[Supplied text]:

========================================

If you want to try this, I’d recommend Perplexity, as you can try 3 searches a day for free, and it’s nice and transparent. Here’s an example, related to my next trend – understanding why AI image generators get the text wrong so often.
First, in Perplexity, select ‘Deep Research’ in the text box. I’ve asked a vague question about image generation text and AI.
It’s transparent in its approach, so we can see it starts with a vague search on some image sites.
This seems to give it enough information to understand it’s related to diffusion models, so it then looks at some much more relevant sites for info on this.
It carries on in this vein, in this instance for 23 steps, before giving me a final report.
How useful is this? For understanding a topic it’s great. Obviously it doesn’t always select the best sources, and nobody would really call it deep research, but it’s a useful tool and well worth exporting.
Huge changes in image generation and video
The lack of ability of AI to generate accurate text has been the basis of many a meme or joke. Here’s an image I generated with Copilot this morning, asking it to create me a labelled picture of a cat
The text is typical ‘AI text’. If I do the same thing with ChatGPT (Paid) I now get this:
Note the crystal-clear text. Also note the slight failure to correctly identify the bits of the cat! This is part of GPT-4o’s new image generation model. There are quite a few other features as part of this, noted in the article I’ve linked to.

========================================

[Data records]:
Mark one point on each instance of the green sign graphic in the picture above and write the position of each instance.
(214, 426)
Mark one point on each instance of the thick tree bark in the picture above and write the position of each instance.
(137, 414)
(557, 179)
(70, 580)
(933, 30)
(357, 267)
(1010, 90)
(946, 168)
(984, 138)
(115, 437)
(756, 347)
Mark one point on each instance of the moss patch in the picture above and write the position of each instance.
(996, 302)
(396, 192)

========================================

[What to produce]: Copy the part of the text on AI research and image tools that opens with the words "This seems to" and closes with "info on this.", putting "language models" in place of "diffusion models".

[Answer box]:
This seems to give it enough information to understand it’s related to language models, so it then looks at some much more relevant sites for info on this.